## TASK REQUIREMENTS
From the line containing "Target: white notepad" down to the line containing "Target: white curtain backdrop" in the records below, reproduce every line exactly, ends included, and omit all others.

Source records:
-- Opening Marker --

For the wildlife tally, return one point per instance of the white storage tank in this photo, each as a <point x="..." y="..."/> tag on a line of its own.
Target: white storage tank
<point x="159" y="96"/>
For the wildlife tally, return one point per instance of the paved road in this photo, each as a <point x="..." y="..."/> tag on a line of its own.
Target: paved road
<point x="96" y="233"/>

-- Closing Marker --
-- Opening Marker --

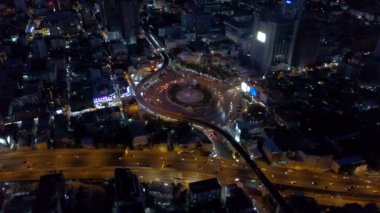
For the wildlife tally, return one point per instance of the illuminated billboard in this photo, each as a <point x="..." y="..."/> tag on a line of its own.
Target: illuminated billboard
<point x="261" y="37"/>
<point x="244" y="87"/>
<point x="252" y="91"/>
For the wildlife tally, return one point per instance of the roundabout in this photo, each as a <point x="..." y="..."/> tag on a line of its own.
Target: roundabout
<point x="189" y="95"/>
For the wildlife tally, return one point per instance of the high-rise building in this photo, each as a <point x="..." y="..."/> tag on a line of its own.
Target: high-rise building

-- Closing Marker --
-- Opening Marker --

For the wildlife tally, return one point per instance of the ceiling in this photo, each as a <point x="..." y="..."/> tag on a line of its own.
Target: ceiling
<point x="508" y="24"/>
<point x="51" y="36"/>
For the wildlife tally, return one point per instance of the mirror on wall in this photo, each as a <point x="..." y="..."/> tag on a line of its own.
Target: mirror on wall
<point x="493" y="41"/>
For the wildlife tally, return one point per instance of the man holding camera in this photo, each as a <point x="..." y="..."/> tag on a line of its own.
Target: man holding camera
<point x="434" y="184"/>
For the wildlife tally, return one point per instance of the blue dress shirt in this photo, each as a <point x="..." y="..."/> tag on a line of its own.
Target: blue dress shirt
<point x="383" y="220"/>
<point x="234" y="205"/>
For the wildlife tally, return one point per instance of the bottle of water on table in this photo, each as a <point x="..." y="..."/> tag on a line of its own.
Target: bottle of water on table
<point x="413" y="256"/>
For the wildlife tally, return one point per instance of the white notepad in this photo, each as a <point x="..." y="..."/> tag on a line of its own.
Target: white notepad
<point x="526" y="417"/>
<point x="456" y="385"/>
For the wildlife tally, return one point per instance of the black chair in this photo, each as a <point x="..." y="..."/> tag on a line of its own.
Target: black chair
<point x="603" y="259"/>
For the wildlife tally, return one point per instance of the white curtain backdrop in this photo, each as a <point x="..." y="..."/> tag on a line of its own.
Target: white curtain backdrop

-- Closing Marker --

## WRITTEN RESPONSE
Target: white notepad
<point x="526" y="417"/>
<point x="456" y="385"/>
For the wildlife tally, return one point per instance of the black chair in this photo, each as a <point x="..." y="..."/> tag on a line of its own.
Target: black chair
<point x="603" y="259"/>
For the wildlife tally, return one point per instance of the white curtain backdrop in this photo, each as a <point x="..." y="..."/> tag on a line of its own.
Target: white curtain backdrop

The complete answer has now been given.